• **Ausgangstext**:
=====

Je mehr die Schriftsprache aufgewertet wurde, desto mehr wurde die Mundart
abgewertet, so daß der aufklärerische Philolog und Lexikograph Johann Christian
Adelung (1732—1801) bereits am Ende des 18. Jahrhunderts in seiner Schrift
„Über den Stil" die Mundart „als verderbte Sprache" geißelte und den Versuch
eines vollständigen grammatisch-kritischen Wörterbuchs des Hochdeutschen anstellte
.

Die Klassiker haben durch ihre vorbildlichen Werke natürlich auch dazu beigetragen
, das Problem der Schriftsprache zu bereinigen und deren Stellung zu
festigen, obgleich sie eigentlich mehr Wert auf Inhalt und Form legten als auf die
Ausdrucksmittel.

=====

• **Entnommene Angaben**:
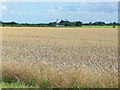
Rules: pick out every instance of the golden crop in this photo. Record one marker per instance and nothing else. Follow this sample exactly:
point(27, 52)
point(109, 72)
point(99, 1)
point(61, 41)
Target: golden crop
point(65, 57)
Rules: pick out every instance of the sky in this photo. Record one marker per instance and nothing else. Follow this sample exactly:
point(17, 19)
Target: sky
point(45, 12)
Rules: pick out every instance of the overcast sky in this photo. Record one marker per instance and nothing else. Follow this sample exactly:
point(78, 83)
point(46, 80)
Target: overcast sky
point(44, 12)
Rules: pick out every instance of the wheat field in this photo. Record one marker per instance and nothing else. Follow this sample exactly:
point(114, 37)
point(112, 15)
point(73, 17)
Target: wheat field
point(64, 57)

=====

• **Arbeitsanweisungen**:
a - Beantworten Sie anhand des Ausgangstexts die folgenden Fragen:
(i) Welche Lebensdaten werden für Johann Christian Adelung angegeben?
(ii) Als was geißelte Adelung die Mundart in seiner Schrift „Über den Stil"?
(iii) Worauf legten die Klassiker mehr Wert als auf die Ausdrucksmittel?
b - Schreiben Sie den Abschnitt des Ausgangstexts ab, der mit „Die Klassiker haben" beginnt und bis einschließlich „Ausdrucksmittel." reicht.
c - Übertragen Sie diesen Satz aus dem Ausgangstext ins Englische: „Die Klassiker haben durch ihre vorbildlichen Werke natürlich auch dazu beigetragen, das Problem der Schriftsprache zu bereinigen und deren Stellung zu festigen, obgleich sie eigentlich mehr Wert auf Inhalt und Form legten als auf die Ausdrucksmittel."
Die Einträge haben mit dem Ausgangstext nichts zu tun.

• **Lösungen**:
a -
(i) 1732—1801
(ii) „als verderbte Sprache"
(iii) Auf Inhalt und Form

b -
Die Klassiker haben durch ihre vorbildlichen Werke natürlich auch dazu beigetragen
, das Problem der Schriftsprache zu bereinigen und deren Stellung zu
festigen, obgleich sie eigentlich mehr Wert auf Inhalt und Form legten als auf die
Ausdrucksmittel.

c - Through their exemplary works, the classical authors naturally also helped to resolve the problem of the written language and to consolidate its position, although they actually placed more value on content and form than on the means of expression.